Aufgabe 1: Schreibe den Teil der Liste, der an ihrem Anfang beginnt und mit der Zeile endet, die „xmin=135 ymin=637 xmax=169 ymax=671" enthält, erneut hin und ersetze darin „footballer's knee" durch „player's knee", ohne sonst etwas zu ändern.

Walter Tydecks

 

Jehan Alain: Drei Tänze (Trois danses)

- Freuden, Trauer (Sarabande), Kämpfe (1940)

Als ich diese Musik zum ersten Mal in einem Kirchenkonzert gehört hatte, klang danach alle Musik anders. Sie greift in das tiefste Gefüge der Musik, aber sie wirkt sicher nur, wenn sie auf Gegenliebe trifft. Alain schrieb in der Widmung eines anderen Stückes ("Le Jardin suspendu") an Madame Evain:

"Ich verlange nicht, daß man den Aufbau eines meiner Werke bewundert. Ich wäre sogar traurig, wenn es nur das gäbe ... Ich frage einfach: Berührt Sie das, gefällt Ihnen das instinktiv, ohne nachzudenken, einfach so, weil Sie es eben so mögen, ohne Grund ... weil Sie etwas von sich selbst darin wiederfinden." (Brief vom 22.12.1934)

Jehan Alain als Zeichner: GoogleBilder;

Biographisches und Entstehung

Der Vater Albert Alain (1880 - 1971) war Organist, Orgelbauer und Komponist und hatte u.a. private Studien bei Vierne. Jehan lebte 1911 - 1940. Die nächste Schwester Marie-Odile (1914 - 1937) starb bei einem Unglück auf einer Bergtour. Marie-Claire wurde 1926 geboren. Jehan heiratete 1935 Madeleine Payan (1912-1975). Sie hatten 3 Kinder Lise (geb. 1936), Agnes (geb. 1938) und Denis (geb. 1939). Jehan studierte 10 Jahre von 1929 - 1939, unterbrochen vom Militärdienst 1933-34. Dort spielte er Saxophon in einer Militärkapelle. Um seine Familie zu unterhalten verdiente er sich Geld mit Klavierunterricht und Organistentätigkeit an kleineren Kirchen. Nur wenige Monate nach Ende seines Studiums wurde er 1939 für den Kriegsdienst mobilisiert. Anfangs war es noch sehr ruhig und er hatte viel Zeit zum Komponieren. Das änderte sich schlagartig im Mai 1940, und er fiel bereits im Juni 1940, erschossen bei der Dienstfahrt in der Nähe von Saumur auf seinem Militärmotorrad. Wie durch ein Wunder haben die Drei Tänze "überlebt." Schon 1937 hatte er den zweiten Satz begonnen, als er vom Tod der Schwester erfuhr. Ursprünglich als Sarabande geplant, gab er ihm jetzt den Titel "Danse funèbre pour honorer une mémoire héroique", in bewusster Abwandlung der berühmten Marche funébre der Musikgeschichte.

Aufgabe 2: Gib aus dem Text über Jehan Alain die Stelle wortgetreu wieder, die mit den Worten „Walter Tydecks" beginnt und mit „(Brief vom 22.12.1934)" endet.

Zu bearbeitende Liste:

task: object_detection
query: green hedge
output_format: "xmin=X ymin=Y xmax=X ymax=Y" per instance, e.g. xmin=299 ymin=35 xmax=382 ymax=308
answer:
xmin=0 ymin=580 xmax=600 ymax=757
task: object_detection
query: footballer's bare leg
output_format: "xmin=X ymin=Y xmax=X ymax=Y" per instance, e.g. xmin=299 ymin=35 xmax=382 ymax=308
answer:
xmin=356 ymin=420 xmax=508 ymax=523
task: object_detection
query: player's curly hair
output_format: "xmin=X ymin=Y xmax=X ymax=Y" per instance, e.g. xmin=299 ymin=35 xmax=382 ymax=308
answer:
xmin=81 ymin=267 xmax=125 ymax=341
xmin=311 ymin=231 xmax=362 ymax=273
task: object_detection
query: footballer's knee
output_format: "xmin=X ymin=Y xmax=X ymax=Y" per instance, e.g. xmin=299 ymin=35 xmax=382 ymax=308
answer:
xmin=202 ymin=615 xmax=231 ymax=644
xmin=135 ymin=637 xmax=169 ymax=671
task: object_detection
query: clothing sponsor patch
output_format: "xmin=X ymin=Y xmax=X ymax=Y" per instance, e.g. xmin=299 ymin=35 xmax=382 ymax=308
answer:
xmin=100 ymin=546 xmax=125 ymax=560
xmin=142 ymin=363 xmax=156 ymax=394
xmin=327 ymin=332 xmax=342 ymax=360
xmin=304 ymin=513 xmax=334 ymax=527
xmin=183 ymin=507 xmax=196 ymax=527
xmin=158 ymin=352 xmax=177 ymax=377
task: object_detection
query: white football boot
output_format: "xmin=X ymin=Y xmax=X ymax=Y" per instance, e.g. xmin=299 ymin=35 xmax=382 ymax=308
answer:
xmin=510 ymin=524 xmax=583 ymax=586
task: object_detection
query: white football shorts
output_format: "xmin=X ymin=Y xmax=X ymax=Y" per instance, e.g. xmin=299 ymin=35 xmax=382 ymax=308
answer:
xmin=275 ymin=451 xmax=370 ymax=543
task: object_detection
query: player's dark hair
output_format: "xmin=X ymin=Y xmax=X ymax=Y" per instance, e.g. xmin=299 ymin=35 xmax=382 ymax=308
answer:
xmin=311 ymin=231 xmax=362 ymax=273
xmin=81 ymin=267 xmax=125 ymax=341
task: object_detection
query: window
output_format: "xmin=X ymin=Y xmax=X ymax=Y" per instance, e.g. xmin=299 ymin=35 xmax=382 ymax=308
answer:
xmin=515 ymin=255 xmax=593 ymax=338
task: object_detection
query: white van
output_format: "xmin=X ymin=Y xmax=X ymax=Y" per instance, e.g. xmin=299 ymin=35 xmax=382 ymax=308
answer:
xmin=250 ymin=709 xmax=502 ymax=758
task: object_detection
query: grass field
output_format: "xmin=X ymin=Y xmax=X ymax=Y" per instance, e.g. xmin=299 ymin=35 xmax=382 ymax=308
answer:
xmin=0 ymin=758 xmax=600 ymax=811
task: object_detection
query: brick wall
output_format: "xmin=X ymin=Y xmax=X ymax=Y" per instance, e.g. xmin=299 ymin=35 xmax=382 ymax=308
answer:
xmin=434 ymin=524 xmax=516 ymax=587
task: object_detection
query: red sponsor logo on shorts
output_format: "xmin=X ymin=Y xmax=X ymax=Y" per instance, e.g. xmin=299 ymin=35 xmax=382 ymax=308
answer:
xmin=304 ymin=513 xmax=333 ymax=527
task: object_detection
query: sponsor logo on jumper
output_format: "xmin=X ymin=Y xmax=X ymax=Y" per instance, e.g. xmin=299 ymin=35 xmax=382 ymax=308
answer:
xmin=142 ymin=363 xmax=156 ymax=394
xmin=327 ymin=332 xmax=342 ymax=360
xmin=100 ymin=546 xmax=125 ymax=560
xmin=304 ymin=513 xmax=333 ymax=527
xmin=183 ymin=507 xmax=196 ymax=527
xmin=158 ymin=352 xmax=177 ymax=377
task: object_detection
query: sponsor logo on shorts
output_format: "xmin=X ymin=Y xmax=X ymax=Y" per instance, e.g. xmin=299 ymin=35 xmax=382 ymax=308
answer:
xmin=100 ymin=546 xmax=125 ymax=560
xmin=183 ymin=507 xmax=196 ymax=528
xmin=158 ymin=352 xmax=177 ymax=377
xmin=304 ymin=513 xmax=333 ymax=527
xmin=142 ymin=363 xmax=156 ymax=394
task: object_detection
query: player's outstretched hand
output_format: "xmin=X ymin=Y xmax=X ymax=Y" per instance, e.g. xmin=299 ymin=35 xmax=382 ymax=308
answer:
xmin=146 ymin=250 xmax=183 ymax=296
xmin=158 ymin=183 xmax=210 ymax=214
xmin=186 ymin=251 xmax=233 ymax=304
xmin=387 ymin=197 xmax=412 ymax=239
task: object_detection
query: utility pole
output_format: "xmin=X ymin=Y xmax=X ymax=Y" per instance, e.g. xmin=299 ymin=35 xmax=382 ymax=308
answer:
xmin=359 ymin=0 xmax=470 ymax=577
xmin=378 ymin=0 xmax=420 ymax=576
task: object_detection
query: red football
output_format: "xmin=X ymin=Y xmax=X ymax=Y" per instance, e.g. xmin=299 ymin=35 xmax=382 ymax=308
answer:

Schriftliche Antwort 1:
task: object_detection
query: green hedge
output_format: "xmin=X ymin=Y xmax=X ymax=Y" per instance, e.g. xmin=299 ymin=35 xmax=382 ymax=308
answer:
xmin=0 ymin=580 xmax=600 ymax=757
task: object_detection
query: footballer's bare leg
output_format: "xmin=X ymin=Y xmax=X ymax=Y" per instance, e.g. xmin=299 ymin=35 xmax=382 ymax=308
answer:
xmin=356 ymin=420 xmax=508 ymax=523
task: object_detection
query: player's curly hair
output_format: "xmin=X ymin=Y xmax=X ymax=Y" per instance, e.g. xmin=299 ymin=35 xmax=382 ymax=308
answer:
xmin=81 ymin=267 xmax=125 ymax=341
xmin=311 ymin=231 xmax=362 ymax=273
task: object_detection
query: player's knee
output_format: "xmin=X ymin=Y xmax=X ymax=Y" per instance, e.g. xmin=299 ymin=35 xmax=382 ymax=308
answer:
xmin=202 ymin=615 xmax=231 ymax=644
xmin=135 ymin=637 xmax=169 ymax=671

Schriftliche Antwort 2:
Walter Tydecks

 

Jehan Alain: Drei Tänze (Trois danses)

- Freuden, Trauer (Sarabande), Kämpfe (1940)

Als ich diese Musik zum ersten Mal in einem Kirchenkonzert gehört hatte, klang danach alle Musik anders. Sie greift in das tiefste Gefüge der Musik, aber sie wirkt sicher nur, wenn sie auf Gegenliebe trifft. Alain schrieb in der Widmung eines anderen Stückes ("Le Jardin suspendu") an Madame Evain:

"Ich verlange nicht, daß man den Aufbau eines meiner Werke bewundert. Ich wäre sogar traurig, wenn es nur das gäbe ... Ich frage einfach: Berührt Sie das, gefällt Ihnen das instinktiv, ohne nachzudenken, einfach so, weil Sie es eben so mögen, ohne Grund ... weil Sie etwas von sich selbst darin wiederfinden." (Brief vom 22.12.1934)